WORK TO COMPLETE: Continue the passage on phase transitions in random graphs, starting after its final sentence.

The phase transition behavior has already been observed previously by Chatterjee and Varadhan, but the determination of the exact precise phase boundary is new. Borrowing language from statistical physics, the blue region where the conditional random graph is close to ${\mathcal G(n,r)}$ is called the replica symmetric phase, and the red region is called the symmetry breaking phase. Note that in the left part of the plot, as we fix a small value of ${p}$ , the model experiences a double phase transition as ${r}$ increases from ${p}$ to ${1}$ — starting first in the blue phase, then switches to the red phase, and then switches back to the blue phase.

More generally, our result works for any ${d}$ -regular graph in replace of triangles. The boundary curve depends only on ${d}$ , and they are plotted below for the first few values of ${d}$ . In particular, this means that large deviation for triangles and 4-cycles share the same phase boundary. A pretty surprising fact! We also consider the model where we condition on the largest eigenvalue of the graph being too large, and the phase boundary also turns out to be the same as that of triangles.

We also derive similar results for large deviations in the number of linear hypergraphs in a random hypergraph.

The phase boundary for ${d}$ -regular graphs

Exponential random graphs

We also studied the exponential random graph model. This is a widely studied graph model, motivated in part by applications in social networks. The idea is to bias the distribution of the random graph to favor those with, say, more triangles. This model has a similar flavor to the model considered above where we condition on the random graph having lots of triangles.

INFORMATION SHOWN:

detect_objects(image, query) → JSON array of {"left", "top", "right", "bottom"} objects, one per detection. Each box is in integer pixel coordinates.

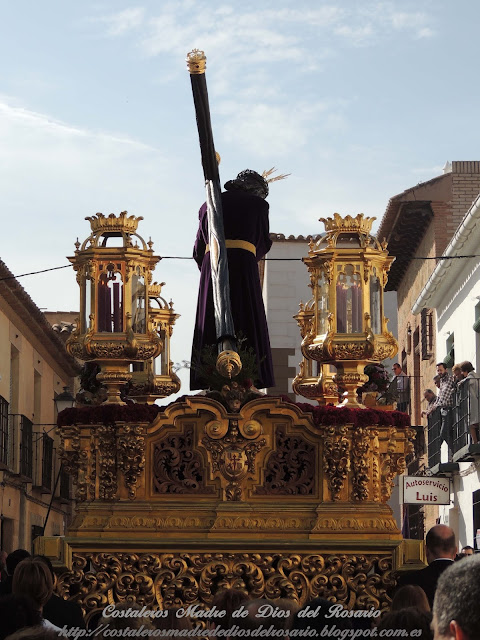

RESULT OF THE EXERCISE:
We consider a random graph ${G}$ on ${n}$ vertices drawn from the distribution

$\displaystyle p_\beta(G) \propto \exp\left(\tbinom{n}{2}(\beta_1 t(K_2, G) + \beta_2 t(K_3, G))\right)\,,$

where ${t(K_2, G)}$ and ${t(K_3, G)}$ are the edge density and the triangle density of ${G}$ , respectively. When ${\beta_2 = 0}$ , this model coincides with the Erdős-Rényi model ${\mathcal G(n,p)}$ with some ${p}$ depending on ${\beta_1}$ . We only consider the case ${\beta_2 > 0}$ , which represents a positive bias in the triangle count.

As shown by Bhamidi, Bresler and Sly and Chatterjee and Diaconis, when ${n}$ is large, a typical random graph drawn from the distribution has a trivial structure — essentially the same one as an Erdős-Rényi random graph with a suitable edge density. This somewhat disappointing conclusion accounts for some of the practical difficulties with statistical parameter estimation for such models. In our work, we propose a natural generalization that will enable the exponential model to exhibit a nontrivial structure instead of the previously observed Erdős-Rényi behavior.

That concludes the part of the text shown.